● **Given data**

***

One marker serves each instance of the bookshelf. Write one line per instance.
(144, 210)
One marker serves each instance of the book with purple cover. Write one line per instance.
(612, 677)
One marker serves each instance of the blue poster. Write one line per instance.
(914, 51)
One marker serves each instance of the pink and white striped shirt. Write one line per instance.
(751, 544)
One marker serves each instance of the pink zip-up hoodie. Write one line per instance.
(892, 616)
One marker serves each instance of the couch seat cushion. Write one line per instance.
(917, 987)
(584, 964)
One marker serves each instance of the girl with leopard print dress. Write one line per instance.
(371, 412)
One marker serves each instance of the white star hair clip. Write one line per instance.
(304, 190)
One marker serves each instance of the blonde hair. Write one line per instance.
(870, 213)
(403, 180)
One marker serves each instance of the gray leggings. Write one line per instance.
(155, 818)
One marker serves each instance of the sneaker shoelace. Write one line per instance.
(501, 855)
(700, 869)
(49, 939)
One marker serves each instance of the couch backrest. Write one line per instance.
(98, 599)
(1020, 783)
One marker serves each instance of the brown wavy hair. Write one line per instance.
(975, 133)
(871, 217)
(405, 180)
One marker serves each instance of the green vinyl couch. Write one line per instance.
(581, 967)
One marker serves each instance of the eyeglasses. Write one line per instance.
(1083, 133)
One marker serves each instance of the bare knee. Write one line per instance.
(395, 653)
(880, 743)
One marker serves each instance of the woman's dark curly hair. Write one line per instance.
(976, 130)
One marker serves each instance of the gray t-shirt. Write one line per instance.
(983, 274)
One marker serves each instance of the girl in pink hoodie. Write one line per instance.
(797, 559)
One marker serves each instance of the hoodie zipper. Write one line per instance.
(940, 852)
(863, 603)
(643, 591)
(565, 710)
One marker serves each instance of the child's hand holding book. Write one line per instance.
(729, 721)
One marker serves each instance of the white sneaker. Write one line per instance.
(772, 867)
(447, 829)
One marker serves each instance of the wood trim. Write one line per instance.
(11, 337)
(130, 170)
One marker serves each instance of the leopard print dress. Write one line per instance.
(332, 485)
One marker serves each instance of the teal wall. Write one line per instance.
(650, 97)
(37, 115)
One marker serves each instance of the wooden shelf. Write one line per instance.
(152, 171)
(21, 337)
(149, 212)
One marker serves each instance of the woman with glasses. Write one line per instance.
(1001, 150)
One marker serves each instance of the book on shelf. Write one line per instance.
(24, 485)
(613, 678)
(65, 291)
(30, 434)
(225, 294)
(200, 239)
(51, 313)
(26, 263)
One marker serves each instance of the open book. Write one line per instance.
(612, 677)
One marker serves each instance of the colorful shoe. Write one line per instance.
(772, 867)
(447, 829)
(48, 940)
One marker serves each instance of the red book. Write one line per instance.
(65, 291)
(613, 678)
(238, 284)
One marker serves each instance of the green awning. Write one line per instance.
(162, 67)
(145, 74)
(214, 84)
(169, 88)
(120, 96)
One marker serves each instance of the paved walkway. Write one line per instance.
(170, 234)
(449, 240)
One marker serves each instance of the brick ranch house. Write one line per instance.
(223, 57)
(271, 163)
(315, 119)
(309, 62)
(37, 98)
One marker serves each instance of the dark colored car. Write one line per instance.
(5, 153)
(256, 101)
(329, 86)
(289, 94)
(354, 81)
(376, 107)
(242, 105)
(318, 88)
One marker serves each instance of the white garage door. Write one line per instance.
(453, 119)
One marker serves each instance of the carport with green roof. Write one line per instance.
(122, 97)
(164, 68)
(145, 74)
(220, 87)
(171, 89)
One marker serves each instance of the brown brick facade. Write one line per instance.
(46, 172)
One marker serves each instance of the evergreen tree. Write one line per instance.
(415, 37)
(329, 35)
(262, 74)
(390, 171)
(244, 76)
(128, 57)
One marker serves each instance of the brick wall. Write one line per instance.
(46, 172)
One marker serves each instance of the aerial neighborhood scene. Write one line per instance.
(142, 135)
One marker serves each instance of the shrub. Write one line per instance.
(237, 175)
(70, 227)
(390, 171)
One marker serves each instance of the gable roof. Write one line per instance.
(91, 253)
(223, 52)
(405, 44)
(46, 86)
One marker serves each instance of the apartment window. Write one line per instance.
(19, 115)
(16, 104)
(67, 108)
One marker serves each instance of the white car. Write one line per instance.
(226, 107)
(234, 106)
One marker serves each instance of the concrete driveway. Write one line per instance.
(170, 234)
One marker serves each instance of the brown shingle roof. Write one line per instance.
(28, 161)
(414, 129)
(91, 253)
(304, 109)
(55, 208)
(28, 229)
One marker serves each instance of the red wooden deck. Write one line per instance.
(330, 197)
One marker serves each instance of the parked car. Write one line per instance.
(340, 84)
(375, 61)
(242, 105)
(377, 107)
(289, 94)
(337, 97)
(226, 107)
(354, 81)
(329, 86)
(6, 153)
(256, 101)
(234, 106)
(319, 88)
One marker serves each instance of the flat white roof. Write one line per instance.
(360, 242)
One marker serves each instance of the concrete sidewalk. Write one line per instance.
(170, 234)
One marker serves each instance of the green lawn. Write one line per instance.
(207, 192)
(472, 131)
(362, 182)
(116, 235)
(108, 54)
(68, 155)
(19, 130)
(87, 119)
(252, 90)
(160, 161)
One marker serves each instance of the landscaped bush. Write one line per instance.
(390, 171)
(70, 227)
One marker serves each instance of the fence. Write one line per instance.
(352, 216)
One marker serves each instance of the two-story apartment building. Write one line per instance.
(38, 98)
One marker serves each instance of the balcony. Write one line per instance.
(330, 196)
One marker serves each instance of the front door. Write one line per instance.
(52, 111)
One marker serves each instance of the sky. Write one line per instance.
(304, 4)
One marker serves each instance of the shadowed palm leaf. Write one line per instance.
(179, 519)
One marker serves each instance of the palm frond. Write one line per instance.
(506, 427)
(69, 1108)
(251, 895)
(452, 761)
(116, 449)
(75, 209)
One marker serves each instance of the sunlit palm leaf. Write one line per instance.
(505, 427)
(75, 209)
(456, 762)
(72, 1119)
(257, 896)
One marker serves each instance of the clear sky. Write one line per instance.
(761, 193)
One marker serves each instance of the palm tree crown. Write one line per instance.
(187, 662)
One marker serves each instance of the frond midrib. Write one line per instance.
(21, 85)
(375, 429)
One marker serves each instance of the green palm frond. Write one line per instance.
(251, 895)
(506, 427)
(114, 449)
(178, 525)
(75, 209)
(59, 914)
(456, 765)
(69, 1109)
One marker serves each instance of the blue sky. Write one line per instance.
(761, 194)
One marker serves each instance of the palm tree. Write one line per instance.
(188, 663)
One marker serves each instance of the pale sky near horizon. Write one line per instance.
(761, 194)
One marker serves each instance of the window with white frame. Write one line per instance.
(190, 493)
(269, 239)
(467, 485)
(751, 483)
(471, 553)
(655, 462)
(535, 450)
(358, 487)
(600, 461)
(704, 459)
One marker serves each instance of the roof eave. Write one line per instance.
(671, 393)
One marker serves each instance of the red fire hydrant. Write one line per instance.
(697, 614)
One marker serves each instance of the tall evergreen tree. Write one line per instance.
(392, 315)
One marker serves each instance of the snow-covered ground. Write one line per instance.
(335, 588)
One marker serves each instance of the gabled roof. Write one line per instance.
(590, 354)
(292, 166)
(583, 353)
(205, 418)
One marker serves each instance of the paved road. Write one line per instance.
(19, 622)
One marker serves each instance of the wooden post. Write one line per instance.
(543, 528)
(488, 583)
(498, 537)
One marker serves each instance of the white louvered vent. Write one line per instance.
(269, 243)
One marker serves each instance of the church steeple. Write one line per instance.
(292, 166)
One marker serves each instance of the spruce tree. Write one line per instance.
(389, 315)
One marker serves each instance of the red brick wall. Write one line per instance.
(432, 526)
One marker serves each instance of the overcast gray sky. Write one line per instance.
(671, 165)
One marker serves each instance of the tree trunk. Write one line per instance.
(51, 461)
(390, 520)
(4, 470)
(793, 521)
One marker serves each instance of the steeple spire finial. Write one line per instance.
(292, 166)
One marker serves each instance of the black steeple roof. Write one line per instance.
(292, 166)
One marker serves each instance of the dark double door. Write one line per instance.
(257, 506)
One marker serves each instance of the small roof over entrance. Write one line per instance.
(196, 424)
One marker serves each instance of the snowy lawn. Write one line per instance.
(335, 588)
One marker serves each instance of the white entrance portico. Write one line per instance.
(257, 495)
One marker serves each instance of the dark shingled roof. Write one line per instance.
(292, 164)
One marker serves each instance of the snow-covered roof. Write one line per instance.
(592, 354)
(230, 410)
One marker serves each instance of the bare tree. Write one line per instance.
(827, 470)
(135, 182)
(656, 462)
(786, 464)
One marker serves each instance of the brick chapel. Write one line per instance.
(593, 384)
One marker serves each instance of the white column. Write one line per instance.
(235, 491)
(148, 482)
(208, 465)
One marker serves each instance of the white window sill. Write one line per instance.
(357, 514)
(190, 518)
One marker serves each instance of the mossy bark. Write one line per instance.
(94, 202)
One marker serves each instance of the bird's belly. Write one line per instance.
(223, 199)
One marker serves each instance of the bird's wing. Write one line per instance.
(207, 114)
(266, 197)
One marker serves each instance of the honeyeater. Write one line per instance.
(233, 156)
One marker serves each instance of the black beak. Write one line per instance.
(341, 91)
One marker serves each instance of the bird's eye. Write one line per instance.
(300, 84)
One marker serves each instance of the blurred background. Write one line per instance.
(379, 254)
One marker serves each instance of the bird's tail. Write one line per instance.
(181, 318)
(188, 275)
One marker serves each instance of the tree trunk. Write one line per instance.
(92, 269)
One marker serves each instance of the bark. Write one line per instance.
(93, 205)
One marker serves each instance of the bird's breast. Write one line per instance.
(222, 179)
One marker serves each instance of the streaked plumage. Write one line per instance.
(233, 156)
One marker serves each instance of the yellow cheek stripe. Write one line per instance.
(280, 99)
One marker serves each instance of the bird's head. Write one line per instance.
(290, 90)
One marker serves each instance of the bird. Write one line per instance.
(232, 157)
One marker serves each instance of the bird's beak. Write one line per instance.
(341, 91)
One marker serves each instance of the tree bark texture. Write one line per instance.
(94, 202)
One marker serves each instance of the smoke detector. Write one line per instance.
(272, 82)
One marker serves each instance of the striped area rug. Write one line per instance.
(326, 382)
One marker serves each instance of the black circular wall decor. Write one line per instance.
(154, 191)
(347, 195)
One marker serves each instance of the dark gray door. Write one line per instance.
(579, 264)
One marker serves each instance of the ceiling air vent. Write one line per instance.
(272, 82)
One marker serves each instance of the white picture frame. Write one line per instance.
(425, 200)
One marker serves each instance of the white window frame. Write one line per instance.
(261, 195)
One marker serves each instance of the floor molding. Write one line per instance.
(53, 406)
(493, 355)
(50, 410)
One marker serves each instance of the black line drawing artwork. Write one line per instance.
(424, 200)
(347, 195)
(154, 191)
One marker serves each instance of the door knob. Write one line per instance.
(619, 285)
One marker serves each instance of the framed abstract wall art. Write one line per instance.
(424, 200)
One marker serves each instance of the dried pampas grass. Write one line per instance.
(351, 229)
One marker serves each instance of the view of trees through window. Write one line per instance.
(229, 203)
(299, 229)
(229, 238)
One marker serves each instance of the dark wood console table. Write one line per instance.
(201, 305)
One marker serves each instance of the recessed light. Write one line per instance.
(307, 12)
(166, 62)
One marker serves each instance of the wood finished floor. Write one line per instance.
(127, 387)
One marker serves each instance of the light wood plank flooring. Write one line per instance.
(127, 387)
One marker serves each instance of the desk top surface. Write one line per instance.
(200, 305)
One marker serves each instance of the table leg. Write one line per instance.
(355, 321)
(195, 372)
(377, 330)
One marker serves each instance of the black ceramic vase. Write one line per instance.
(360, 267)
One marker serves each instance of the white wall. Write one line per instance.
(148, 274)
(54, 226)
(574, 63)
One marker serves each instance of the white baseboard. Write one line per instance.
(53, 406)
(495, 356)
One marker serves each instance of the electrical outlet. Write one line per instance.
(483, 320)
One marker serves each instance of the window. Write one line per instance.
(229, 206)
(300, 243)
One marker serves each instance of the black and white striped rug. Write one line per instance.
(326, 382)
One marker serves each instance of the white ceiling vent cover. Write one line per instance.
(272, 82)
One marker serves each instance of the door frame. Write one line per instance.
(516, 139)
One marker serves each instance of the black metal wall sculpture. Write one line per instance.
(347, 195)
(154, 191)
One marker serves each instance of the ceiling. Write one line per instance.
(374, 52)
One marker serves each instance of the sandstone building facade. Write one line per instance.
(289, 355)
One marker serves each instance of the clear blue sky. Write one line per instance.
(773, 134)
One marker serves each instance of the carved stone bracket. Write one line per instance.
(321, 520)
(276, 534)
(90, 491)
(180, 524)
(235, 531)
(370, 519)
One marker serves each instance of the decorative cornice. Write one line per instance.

***

● **Short exercise**
Rewrite the data as a two-column CSV with the columns text and points, starting with the first line and going on through the line containing "(1020, 783)". Make one row per text line together with the coordinate lines that follow it, with each column in one quoted field and line breaks replaced by spaces.

● **Written reply**
text,points
"One marker serves each instance of the bookshelf. Write one line per instance.","(144, 210)"
"One marker serves each instance of the book with purple cover. Write one line per instance.","(612, 677)"
"One marker serves each instance of the blue poster. Write one line per instance.","(914, 51)"
"One marker serves each instance of the pink and white striped shirt. Write one line per instance.","(751, 544)"
"One marker serves each instance of the pink zip-up hoodie. Write one line per instance.","(892, 616)"
"One marker serves each instance of the couch seat cushion. Write one line per instance.","(917, 987) (584, 964)"
"One marker serves each instance of the girl with leopard print dress. Write one line per instance.","(371, 412)"
"One marker serves each instance of the white star hair clip. Write one line per instance.","(304, 190)"
"One marker serves each instance of the blonde hair. Write one line per instance.","(870, 213) (403, 180)"
"One marker serves each instance of the gray leggings. Write one line per instance.","(155, 818)"
"One marker serves each instance of the sneaker shoelace. Write one line per instance.","(501, 855) (700, 869) (49, 939)"
"One marker serves each instance of the couch backrest. Write one line per instance.","(98, 599) (1020, 783)"